===== Given data =====
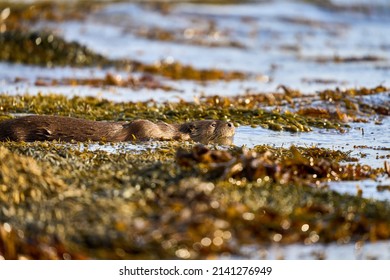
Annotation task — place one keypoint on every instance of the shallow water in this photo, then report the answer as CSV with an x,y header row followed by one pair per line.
x,y
292,43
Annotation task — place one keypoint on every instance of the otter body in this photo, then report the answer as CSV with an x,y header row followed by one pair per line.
x,y
67,129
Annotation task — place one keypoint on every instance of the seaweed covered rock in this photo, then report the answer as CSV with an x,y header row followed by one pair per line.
x,y
23,178
42,48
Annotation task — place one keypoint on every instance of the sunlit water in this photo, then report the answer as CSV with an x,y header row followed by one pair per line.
=====
> _Goal_
Can you convert the rows above into a Markdown table with the columns Line No. and Text, from the line containing "of the otter" through the end of the rows? Skip any blank lines.

> _Reply to the task_
| Line No. | Text |
|---|---|
| 1 | Annotation task — place one keypoint on every instance of the otter body in this photo, then report the answer as CSV with an x,y header row followed by one pair per line. |
| 2 | x,y |
| 3 | 67,129 |
| 4 | Annotation task — place one keypoint on every instance of the seaweed covered rock in this photo, then report the answer as CSV with an x,y header row followed by one pair per line. |
| 5 | x,y |
| 6 | 23,178 |
| 7 | 42,48 |
| 8 | Annotation task — place one keypoint on every instance of the sunlit water in this photo, then report the answer as CSV with an x,y header row followed by one pair per line. |